▸ Exercise goal: Reproduce each record below in full, word for word, without images.

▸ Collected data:
#####

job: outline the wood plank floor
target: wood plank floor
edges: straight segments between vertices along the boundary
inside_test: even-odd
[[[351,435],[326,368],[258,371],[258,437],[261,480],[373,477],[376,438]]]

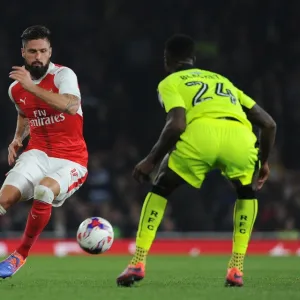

#####

▸ Exercise solution:
job: outline the wood plank floor
target: wood plank floor
edges: straight segments between vertices along the boundary
inside_test: even-odd
[[[351,435],[326,368],[258,371],[258,437],[261,480],[373,477],[376,438]]]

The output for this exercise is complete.